[Dataset records]
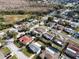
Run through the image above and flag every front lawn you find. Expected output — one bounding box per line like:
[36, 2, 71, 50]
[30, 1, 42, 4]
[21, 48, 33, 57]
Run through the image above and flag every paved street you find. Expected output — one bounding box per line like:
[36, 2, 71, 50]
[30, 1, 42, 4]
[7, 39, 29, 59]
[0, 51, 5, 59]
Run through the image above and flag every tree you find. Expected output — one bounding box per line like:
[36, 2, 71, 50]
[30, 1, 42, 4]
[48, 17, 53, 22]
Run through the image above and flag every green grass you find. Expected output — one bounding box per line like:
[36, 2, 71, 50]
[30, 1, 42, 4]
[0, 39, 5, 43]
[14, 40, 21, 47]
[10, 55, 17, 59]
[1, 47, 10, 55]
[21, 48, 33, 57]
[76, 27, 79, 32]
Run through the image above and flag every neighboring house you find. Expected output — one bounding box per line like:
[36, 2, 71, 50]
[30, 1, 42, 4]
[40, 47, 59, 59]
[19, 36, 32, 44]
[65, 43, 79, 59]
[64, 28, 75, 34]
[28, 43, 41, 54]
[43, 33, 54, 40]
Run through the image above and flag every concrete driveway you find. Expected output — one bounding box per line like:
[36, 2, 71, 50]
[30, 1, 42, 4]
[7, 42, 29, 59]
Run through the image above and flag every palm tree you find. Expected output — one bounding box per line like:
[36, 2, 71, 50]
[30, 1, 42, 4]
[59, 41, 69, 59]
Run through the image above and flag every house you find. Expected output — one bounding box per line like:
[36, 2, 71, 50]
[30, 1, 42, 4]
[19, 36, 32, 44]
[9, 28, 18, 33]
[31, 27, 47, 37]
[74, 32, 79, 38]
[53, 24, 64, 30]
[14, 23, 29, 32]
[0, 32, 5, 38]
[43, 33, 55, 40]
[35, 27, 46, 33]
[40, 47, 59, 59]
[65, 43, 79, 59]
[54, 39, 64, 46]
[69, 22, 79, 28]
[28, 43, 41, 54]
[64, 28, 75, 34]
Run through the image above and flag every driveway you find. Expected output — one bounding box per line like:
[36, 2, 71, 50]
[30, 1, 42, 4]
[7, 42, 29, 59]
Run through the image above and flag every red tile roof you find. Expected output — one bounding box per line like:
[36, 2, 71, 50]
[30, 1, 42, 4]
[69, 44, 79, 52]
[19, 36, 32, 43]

→ Problem to work on:
Put the lines above into a numbered list, leaving out any blank lines. Keep the pictures out of your answer.

→ Task response:
1. Run through the image above and flag every front lawn you find. Expected output — one bounding box per line like:
2. [36, 2, 71, 50]
3. [30, 1, 42, 4]
4. [21, 48, 33, 57]
5. Run through the image above and flag every paved street you find. Expected output — one bounding box per line like:
6. [36, 2, 71, 50]
7. [30, 1, 42, 4]
8. [7, 39, 29, 59]
9. [0, 51, 5, 59]
10. Run through the image above and flag every tree you find. Expected output — one bounding box per line like:
11. [36, 2, 71, 50]
12. [30, 1, 42, 4]
13. [48, 17, 53, 22]
14. Run through the image above and flag every green grass you find. Expected output — one bounding box per line like:
15. [36, 2, 71, 50]
16. [30, 1, 42, 4]
17. [0, 39, 5, 43]
18. [14, 40, 21, 47]
19. [10, 55, 17, 59]
20. [1, 47, 10, 55]
21. [21, 48, 33, 57]
22. [76, 27, 79, 32]
23. Run through the image above and flag every neighboring house you find. Expected output — one bounding box per line like:
24. [36, 2, 71, 50]
25. [30, 1, 42, 4]
26. [40, 47, 59, 59]
27. [19, 36, 32, 44]
28. [65, 43, 79, 59]
29. [64, 28, 75, 34]
30. [28, 43, 41, 54]
31. [43, 33, 54, 40]
32. Run through the image above and flag every concrete driveway you find. Expected output — one bounding box per line like:
33. [36, 2, 71, 50]
34. [30, 1, 42, 4]
35. [7, 42, 29, 59]
36. Run through the image above and flag every palm tree you find. Expected output — one bounding box per line like:
37. [36, 2, 71, 50]
38. [30, 1, 42, 4]
39. [59, 41, 69, 59]
40. Run through the image above and flag every house you find. Expected output — one bounding box per line like:
41. [36, 2, 71, 50]
42. [30, 1, 42, 4]
43. [19, 36, 32, 44]
44. [9, 28, 18, 33]
45. [31, 27, 47, 37]
46. [74, 32, 79, 38]
47. [53, 24, 64, 30]
48. [14, 23, 29, 32]
49. [0, 32, 5, 38]
50. [43, 33, 55, 40]
51. [35, 27, 46, 33]
52. [40, 47, 59, 59]
53. [65, 43, 79, 59]
54. [54, 39, 64, 46]
55. [69, 22, 79, 28]
56. [28, 43, 41, 54]
57. [64, 28, 75, 34]
58. Run through the image above and flag every driveway you find. Expected output — one bounding box per line like:
59. [36, 2, 71, 50]
60. [30, 1, 42, 4]
61. [7, 42, 29, 59]
62. Run through the image above and flag every red tile roof you find. Expected output — one bounding box per line like:
63. [36, 2, 71, 50]
64. [30, 1, 42, 4]
65. [69, 44, 79, 52]
66. [19, 36, 32, 43]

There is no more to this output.